#### Estratto del testo
◇ ◇ ◇ ◇ ◇ ◇ ◇
Il mito di Don Giovanni continua a fruttificare anche in pieno Romanticismo come dimostra il dramma Don Giovanni e Faust (1829) di Christian Dietrich Grabbe (1801-1836), dove si tenta il confronto e in un certo senso la fusione dei due più grandi miti dell’era moderna: un Grande di Spagna che vive nella Roma corrotta del Tardo Rinascimento e dell’Inquisizione, che non crede nel sovrannaturale ed è legato solo alla realtà; un intellettuale borghese tedesco che vive chiuso nel suo palazzo di ghiaccio sul Monte Bianco e che ha fallito la sua ricerca dell’Assoluto.
Grabbe esalta il conflitto romantico tra anima e corpo di matrice cristiano-medioevale, mettendo a confronto l’aspirazione alla conoscenza universale (Faust) con l’aspirazione all’assoluto sessuale (Don Giovanni), per cui tutto il dramma è percorso da una sottile tematica teologica, visto che l’autore esalta il papismo come “mito positivo” contrapposto al luteranesimo inteso come “mito negativo” capace di distruggere il potere catartico dell’illusione rappresentato dalla Chiesa. In questo ambito è collocata la doppia storia della sconfitta di Don Giovanni, un animale laico tentato dalla peccaminosa suggestione della libertà sessuale e dall’altrettanto peccaminosa aspirazione all’arbitrio assoluto e alla piena libertà della conoscenza scientifica rappresentata da Faust.
Don Giovanni e Faust hanno come comune “oggetto del desiderio” Donna Anna: la differenza sta nel fatto che il primo è completamente immerso nella realtà dei sensi e quindi aspira a conquistare ogni donna compresa Donna Anna; il secondo è veramente innamorato ed è pronto per lei a rinunciare alla ricerca del sapere e ai vincoli della famiglia. A differenza del personaggio di Goethe, quello di Grabbe sa che l’aridità del sapere è pari “all’enorme silenzio di un deserto”, dove non ci sono risposte, una distesa dove è possibile soltanto scavare una fossa “per morire, disperati, nella sete della conoscenza”, sconfitta dall’abiezione dell’ignoranza. È la presenza “infernale” di Don Giovanni a spingere Faust a cercare il cielo attraverso le porte dell’inferno, assecondato da Mefistofele che incoraggia la sua volontà di sapere, ma nello stesso tempo schernisce la sua infantile pretesa di penetrare nel mistero dell’esistenza umana e di voler conoscere un Dio che, non solo resta sempre celato alla vista e alla contemplazione, ma si comporta come un burattinaio capace di manovrare le anime a suo piacimento.
◇ ◇ ◇ ◇ ◇ ◇ ◇
#### Dati forniti
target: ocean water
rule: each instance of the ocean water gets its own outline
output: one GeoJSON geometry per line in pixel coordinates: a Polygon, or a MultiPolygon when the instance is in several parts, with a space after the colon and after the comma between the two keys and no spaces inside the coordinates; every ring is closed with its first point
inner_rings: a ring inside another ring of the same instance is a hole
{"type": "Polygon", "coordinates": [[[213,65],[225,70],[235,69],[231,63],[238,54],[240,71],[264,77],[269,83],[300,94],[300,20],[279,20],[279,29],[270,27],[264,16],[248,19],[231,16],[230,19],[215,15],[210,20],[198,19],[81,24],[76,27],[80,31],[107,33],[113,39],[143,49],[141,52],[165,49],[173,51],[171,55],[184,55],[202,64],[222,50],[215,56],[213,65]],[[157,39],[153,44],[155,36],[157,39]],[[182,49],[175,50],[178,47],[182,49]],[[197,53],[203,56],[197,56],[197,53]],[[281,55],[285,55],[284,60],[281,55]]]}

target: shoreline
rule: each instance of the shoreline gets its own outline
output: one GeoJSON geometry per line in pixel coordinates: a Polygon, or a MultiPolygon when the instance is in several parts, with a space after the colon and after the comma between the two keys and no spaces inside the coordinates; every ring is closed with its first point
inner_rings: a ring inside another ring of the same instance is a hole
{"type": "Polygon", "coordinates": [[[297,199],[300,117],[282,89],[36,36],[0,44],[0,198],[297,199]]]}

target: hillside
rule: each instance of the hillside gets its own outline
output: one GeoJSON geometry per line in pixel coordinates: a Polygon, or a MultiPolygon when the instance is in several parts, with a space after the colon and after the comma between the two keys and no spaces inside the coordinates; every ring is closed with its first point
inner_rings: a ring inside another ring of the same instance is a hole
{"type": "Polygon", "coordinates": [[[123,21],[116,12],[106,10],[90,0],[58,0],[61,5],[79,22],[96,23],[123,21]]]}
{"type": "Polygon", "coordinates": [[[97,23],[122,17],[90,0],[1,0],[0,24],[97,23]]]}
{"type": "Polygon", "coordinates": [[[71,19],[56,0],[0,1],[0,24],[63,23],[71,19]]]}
◇ ◇ ◇ ◇ ◇ ◇ ◇
#### Compito assegnato
Ripeti parola per parola il brano del testo su Don Giovanni e Faust che va da "Grabbe esalta il" fino a "rappresentata da Faust.". Le voci qui riportate provengono da un'altra fonte.

#### Risultato finale
Grabbe esalta il conflitto romantico tra anima e corpo di matrice cristiano-medioevale, mettendo a confronto l’aspirazione alla conoscenza universale (Faust) con l’aspirazione all’assoluto sessuale (Don Giovanni), per cui tutto il dramma è percorso da una sottile tematica teologica, visto che l’autore esalta il papismo come “mito positivo” contrapposto al luteranesimo inteso come “mito negativo” capace di distruggere il potere catartico dell’illusione rappresentato dalla Chiesa. In questo ambito è collocata la doppia storia della sconfitta di Don Giovanni, un animale laico tentato dalla peccaminosa suggestione della libertà sessuale e dall’altrettanto peccaminosa aspirazione all’arbitrio assoluto e alla piena libertà della conoscenza scientifica rappresentata da Faust.